**SET EXERCISE:** Copy the listing below word for word, from the line containing "the man's neck" through the final line of the listing.

[START OF RECORDS FOR THE TASK]

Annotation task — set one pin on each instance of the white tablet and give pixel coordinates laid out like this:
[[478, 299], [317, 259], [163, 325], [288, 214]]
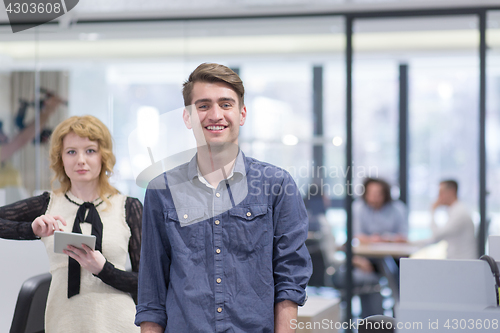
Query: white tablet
[[63, 239]]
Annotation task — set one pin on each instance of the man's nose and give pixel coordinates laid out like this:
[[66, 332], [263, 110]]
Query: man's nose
[[81, 158], [215, 113]]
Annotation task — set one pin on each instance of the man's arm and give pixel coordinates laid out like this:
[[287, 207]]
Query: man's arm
[[292, 265], [284, 313], [149, 327], [154, 268]]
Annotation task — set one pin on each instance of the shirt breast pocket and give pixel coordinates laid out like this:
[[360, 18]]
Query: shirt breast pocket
[[185, 228], [248, 230]]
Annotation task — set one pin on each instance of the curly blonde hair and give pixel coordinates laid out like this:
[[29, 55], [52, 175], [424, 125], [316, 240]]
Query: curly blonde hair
[[86, 127]]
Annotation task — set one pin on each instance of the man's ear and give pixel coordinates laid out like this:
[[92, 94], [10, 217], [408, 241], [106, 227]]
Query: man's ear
[[186, 116], [243, 116]]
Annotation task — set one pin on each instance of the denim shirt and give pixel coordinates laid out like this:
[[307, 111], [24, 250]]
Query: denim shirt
[[214, 260]]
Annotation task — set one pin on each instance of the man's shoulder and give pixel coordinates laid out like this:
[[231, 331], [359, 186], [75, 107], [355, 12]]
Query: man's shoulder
[[265, 168], [170, 177]]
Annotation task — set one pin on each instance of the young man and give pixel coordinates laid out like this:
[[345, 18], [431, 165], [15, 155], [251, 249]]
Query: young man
[[223, 235], [459, 229]]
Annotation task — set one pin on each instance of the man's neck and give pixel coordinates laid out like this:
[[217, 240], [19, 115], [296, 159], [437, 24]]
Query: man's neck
[[216, 163]]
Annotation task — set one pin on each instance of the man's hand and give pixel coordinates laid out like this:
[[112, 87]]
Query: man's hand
[[149, 327], [284, 313]]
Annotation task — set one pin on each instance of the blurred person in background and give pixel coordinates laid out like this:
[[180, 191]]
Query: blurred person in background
[[376, 218], [458, 231]]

[END OF RECORDS FOR THE TASK]

**RESULT OF THE TASK:**
Annotation task — set one pin on each instance of the man's neck and give pixel coordinates laid out like this:
[[217, 240], [19, 115], [296, 159], [437, 24]]
Query: man's neck
[[216, 163]]
Annotation task — set one pin on each instance of the man's hand and give pixel coordinates laid out like this:
[[112, 87]]
Query: man's hand
[[149, 327], [284, 313]]
Annotation task — set one pin on each instance of the blurred person in background and give pixel coordinates laid out like this:
[[180, 191]]
Query: blurred person in background
[[376, 218], [458, 231]]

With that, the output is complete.